* GIVEN INSTRUCTION *
Copy each of the following lines without any change, keeping them in their original order.

* START *

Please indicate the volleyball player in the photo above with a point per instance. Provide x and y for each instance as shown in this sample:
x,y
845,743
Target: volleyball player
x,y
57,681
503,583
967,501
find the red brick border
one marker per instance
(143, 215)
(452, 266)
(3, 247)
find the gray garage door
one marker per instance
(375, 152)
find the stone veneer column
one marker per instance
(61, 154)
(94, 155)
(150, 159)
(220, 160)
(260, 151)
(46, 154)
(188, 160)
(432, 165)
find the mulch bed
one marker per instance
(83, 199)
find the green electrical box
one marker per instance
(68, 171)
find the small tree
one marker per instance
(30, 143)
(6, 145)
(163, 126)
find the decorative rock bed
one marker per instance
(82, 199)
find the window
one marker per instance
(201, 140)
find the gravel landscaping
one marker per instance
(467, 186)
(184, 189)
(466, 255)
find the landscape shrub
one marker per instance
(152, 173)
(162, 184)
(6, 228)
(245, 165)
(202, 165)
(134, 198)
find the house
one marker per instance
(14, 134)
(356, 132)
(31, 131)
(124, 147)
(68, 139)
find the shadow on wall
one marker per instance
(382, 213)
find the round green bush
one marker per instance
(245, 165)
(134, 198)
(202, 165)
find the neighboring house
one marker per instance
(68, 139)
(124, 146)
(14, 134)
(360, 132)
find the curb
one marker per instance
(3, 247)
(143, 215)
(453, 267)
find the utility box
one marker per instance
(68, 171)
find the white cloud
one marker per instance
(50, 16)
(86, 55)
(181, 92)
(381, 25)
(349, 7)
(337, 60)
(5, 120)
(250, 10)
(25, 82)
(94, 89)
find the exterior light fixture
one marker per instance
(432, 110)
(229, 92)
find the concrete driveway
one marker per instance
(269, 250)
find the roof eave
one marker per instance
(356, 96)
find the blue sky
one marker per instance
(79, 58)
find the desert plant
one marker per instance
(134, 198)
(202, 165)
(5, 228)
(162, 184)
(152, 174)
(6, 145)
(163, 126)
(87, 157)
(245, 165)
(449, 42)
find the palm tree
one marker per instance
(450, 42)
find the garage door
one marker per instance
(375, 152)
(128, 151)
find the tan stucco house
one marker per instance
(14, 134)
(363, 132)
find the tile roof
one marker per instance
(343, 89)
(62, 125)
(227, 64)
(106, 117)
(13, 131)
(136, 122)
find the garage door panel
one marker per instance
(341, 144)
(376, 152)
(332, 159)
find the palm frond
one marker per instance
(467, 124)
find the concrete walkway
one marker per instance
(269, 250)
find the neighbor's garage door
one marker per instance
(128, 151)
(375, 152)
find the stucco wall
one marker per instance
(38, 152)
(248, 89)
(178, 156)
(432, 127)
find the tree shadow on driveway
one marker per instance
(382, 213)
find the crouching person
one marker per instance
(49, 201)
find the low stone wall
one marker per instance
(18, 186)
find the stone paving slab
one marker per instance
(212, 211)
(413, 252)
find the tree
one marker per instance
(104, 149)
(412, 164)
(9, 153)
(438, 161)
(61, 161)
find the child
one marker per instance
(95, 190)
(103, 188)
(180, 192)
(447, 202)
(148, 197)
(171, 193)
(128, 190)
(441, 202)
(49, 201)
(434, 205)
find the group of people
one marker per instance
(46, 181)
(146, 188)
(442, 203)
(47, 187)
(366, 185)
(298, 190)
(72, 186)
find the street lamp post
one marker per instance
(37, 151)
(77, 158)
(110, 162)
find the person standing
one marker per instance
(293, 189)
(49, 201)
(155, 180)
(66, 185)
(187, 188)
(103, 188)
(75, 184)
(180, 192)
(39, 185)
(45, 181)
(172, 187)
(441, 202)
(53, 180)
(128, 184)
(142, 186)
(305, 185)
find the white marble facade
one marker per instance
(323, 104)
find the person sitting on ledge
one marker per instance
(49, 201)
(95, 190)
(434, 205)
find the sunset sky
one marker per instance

* END *

* SOLUTION FOR THIS PROBLEM *
Please indicate the volleyball player in the photo above with a point per instance. Provide x and y for each instance as shown in this sample:
x,y
845,743
Target: volleyball player
x,y
57,681
503,583
967,501
find the red brick border
one marker per instance
(143, 215)
(452, 266)
(3, 247)
find the gray garage door
one marker per instance
(375, 152)
find the stone veneer column
one marker per instance
(61, 154)
(94, 155)
(150, 159)
(220, 160)
(260, 151)
(46, 154)
(188, 160)
(432, 165)
find the mulch bed
one marker per instance
(83, 199)
find the green electrical box
one marker per instance
(68, 171)
find the small tree
one marker per instance
(30, 143)
(6, 145)
(163, 126)
find the decorative rock bed
one marker per instance
(82, 199)
find the window
one marker per instance
(201, 140)
find the gravel landscaping
one marker per instance
(467, 186)
(184, 189)
(466, 255)
find the landscape shrub
one marker per instance
(152, 173)
(162, 184)
(6, 228)
(245, 165)
(202, 165)
(134, 198)
find the house
one marker per instance
(14, 134)
(356, 132)
(31, 131)
(124, 147)
(68, 139)
find the shadow on wall
one marker per instance
(382, 213)
find the round green bush
one marker per instance
(245, 165)
(134, 198)
(202, 165)
find the neighboring house
one marker per instance
(68, 139)
(124, 146)
(14, 134)
(360, 132)
find the curb
one marker per instance
(3, 247)
(143, 215)
(453, 267)
find the utility box
one marker per instance
(68, 171)
find the white cloud
one marker per instance
(50, 16)
(86, 55)
(181, 92)
(381, 25)
(349, 7)
(337, 60)
(5, 120)
(250, 10)
(25, 82)
(94, 89)
find the exterior light fixture
one marker per instance
(432, 110)
(229, 92)
find the concrete driveway
one marker per instance
(269, 250)
find the roof eave
one marker per instance
(356, 96)
find the blue sky
one marker per instance
(79, 58)
find the desert plant
one marker per instance
(134, 198)
(202, 165)
(5, 228)
(162, 184)
(152, 174)
(6, 145)
(163, 126)
(87, 157)
(245, 165)
(449, 42)
find the palm tree
one marker per instance
(450, 42)
find the garage door
one marker per instance
(375, 152)
(128, 151)
find the tan stucco house
one marker per instance
(14, 134)
(363, 132)
find the tile roof
one marker per instance
(343, 89)
(62, 125)
(227, 64)
(106, 117)
(13, 131)
(136, 122)
find the garage door panel
one marker per instance
(341, 144)
(376, 152)
(332, 159)
find the palm frond
one marker per instance
(467, 124)
find the concrete walkway
one marker per instance
(269, 250)
find the neighbor's garage door
one marker per instance
(128, 151)
(375, 152)
find the stucco wall
one marker per instance
(38, 152)
(248, 89)
(178, 156)
(432, 127)
find the tree shadow on driveway
one marker per instance
(382, 213)
find the crouching person
one marker per instance
(49, 201)
find the low stone wall
one marker per instance
(18, 186)
find the stone paving slab
one marker per instance
(212, 211)
(413, 252)
find the tree
one marker per instance
(104, 149)
(412, 164)
(9, 153)
(438, 161)
(61, 161)
find the child
one marker per instance
(95, 190)
(103, 188)
(180, 192)
(447, 202)
(148, 197)
(171, 193)
(128, 190)
(441, 202)
(49, 201)
(434, 205)
find the group of people
one marker per instance
(46, 181)
(146, 188)
(442, 203)
(47, 187)
(366, 185)
(298, 190)
(72, 186)
find the street lamp post
one marker per instance
(37, 151)
(77, 158)
(110, 162)
find the person standing
one marker per instance
(293, 189)
(49, 201)
(155, 180)
(66, 185)
(187, 188)
(103, 188)
(75, 184)
(180, 192)
(39, 185)
(45, 181)
(172, 187)
(441, 202)
(53, 180)
(128, 184)
(142, 186)
(305, 185)
find the white marble facade
one marker per instance
(323, 104)
find the person sitting on ledge
one marker per instance
(49, 201)
(95, 190)
(434, 205)
find the sunset sky
one marker per instance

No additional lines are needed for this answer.